## Source text
++++
Book Review - Quantitative Geosciences: Data Analytics, Geostatistics, Reservoir Characterization and Modeling

Zee Ma’s monster (640 page) work sets out to fill the gap between quantitative and descriptive geoscience analysis for reservoir characterization with a systematic ‘integrative’ approach. While recent data-driven approaches are included, QG adopts essentially a mathematical and first principles approach. The fairly heavy mathematical content is balanced by Ma’s erudition and insights that run through the work. Ma argues that in-depth domain knowledge and first-class statistical know-how will trump the naïve ‘data-science’ approach.

Quantitative Geosciences* (QG) is a 640 page textbook by Zee Ma, a scientific advisor on geosciences and mathematics with Schlumberger. QG sets out to present ‘quantitative methods and applications of integrated descriptive-quantitative geoscience analysis to reservoir characterization and modeling’. From the preface we learn that while geoscience data analysis has increased significantly in the last three decades, coverage in the literature has been ‘uneven’ and there are ‘significant gaps’ between descriptive and quantitative geosciences. QG ‘attempts to fill some of these gaps through a more systematic, integrative treatment of descriptive and quantitative geoscience analyses by unifying and extending them’. Moreover, although descriptive and quantitative methods may appear unconnected, they can be ‘annealed into a coherent, integrative approach’. Ma likes his hyperbole!

‘Earth science, like other scientific disciplines, is increasingly becoming quantitative because of the digital revolution’. Ma places QG in the context of current IT tropes such as the ‘4th industrial revolution’, ‘digitalization’ and ‘artificial intelligence’. This reviewer first encountered what was then termed ‘numerical taxonomy’ (of fossils) in 1968 so ‘quantitative’ in fact has a pretty long history in earth sciences. Ma frequently prefaces technology as having made significant progress ‘in the last few decades’. ‘Geological models, once drawn by hand, have evolved into digital reservoir models that can integrate various geoscience disciplines, [.. with ..] both descriptive and quantitative data’.

However, ‘the potential of big data and quantitative methods is not yet universally recognized in the geoscience community due, to a lack of familiarity’. Hence the aim of QG is to familiarize the reader with data analytical methods including probability, statistics, geostatistics, data science, and integrated geosciences. An ambitious goal indeed. Does he succeed?
++++
## What is asked
(1) Can you restate the stretch of the book review from "Quantitative Geosciences* (QG)" through "likes his hyperbole!", substituting "monograph" for "textbook"?
(2) Would you repeat the stretch of the listing from its start through the line containing "[[[55,469],[30,581],[117,641],[199,563],[218,474]]]"?
The book review and the listing are separate, unrelated material.

(Dataset records)
++++
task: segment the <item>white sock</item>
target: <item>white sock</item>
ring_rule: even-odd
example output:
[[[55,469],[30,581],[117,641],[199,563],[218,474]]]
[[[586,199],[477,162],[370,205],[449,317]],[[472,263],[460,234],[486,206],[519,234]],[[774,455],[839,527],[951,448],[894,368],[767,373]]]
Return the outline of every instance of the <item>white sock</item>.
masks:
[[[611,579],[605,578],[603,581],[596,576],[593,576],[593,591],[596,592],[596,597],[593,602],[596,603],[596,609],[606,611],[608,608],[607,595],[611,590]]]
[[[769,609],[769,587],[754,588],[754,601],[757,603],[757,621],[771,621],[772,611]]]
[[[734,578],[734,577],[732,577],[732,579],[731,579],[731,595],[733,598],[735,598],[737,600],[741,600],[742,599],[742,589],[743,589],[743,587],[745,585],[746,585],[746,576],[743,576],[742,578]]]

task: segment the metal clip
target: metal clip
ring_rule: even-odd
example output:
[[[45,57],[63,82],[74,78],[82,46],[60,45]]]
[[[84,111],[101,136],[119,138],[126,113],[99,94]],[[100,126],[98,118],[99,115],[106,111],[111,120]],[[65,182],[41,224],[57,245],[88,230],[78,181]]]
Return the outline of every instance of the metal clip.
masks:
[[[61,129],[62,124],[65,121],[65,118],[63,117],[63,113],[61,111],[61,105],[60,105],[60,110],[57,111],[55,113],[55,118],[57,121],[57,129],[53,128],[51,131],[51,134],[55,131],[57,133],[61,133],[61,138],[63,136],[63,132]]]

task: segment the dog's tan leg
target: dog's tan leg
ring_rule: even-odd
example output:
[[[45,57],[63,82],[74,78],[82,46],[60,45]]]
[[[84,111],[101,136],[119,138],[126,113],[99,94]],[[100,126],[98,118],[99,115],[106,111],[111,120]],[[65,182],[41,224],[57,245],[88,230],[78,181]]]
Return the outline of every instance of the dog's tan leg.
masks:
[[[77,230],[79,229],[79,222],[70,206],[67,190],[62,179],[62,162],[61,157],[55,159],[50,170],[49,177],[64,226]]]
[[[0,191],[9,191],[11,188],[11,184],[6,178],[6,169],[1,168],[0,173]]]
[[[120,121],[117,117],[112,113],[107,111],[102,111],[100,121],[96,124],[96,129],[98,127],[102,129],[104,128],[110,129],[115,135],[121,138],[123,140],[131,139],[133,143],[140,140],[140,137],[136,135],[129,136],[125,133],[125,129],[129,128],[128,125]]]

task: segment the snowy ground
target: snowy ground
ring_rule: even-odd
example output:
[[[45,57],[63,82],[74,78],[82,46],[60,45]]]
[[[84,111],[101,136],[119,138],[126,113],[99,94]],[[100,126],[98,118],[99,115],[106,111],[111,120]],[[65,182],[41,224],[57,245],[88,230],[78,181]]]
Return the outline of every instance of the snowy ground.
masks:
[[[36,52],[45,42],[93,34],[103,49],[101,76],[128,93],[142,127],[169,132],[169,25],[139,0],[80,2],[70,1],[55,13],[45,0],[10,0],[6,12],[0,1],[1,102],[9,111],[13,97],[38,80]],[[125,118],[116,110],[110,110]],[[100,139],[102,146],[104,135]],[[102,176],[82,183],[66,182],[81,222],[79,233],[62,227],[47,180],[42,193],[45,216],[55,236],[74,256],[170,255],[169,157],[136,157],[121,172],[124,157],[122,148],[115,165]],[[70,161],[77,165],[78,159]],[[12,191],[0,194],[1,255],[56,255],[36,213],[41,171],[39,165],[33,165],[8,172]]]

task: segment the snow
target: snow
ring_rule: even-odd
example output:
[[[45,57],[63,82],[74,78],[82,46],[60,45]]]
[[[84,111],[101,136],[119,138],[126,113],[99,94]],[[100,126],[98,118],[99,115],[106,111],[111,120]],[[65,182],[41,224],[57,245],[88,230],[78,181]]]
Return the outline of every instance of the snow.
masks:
++++
## Results in order
(1)
Quantitative Geosciences* (QG) is a 640 page monograph by Zee Ma, a scientific advisor on geosciences and mathematics with Schlumberger. QG sets out to present ‘quantitative methods and applications of integrated descriptive-quantitative geoscience analysis to reservoir characterization and modeling’. From the preface we learn that while geoscience data analysis has increased significantly in the last three decades, coverage in the literature has been ‘uneven’ and there are ‘significant gaps’ between descriptive and quantitative geosciences. QG ‘attempts to fill some of these gaps through a more systematic, integrative treatment of descriptive and quantitative geoscience analyses by unifying and extending them’. Moreover, although descriptive and quantitative methods may appear unconnected, they can be ‘annealed into a coherent, integrative approach’. Ma likes his hyperbole!

(2)
task: segment the <item>white sock</item>
target: <item>white sock</item>
ring_rule: even-odd
example output:
[[[55,469],[30,581],[117,641],[199,563],[218,474]]]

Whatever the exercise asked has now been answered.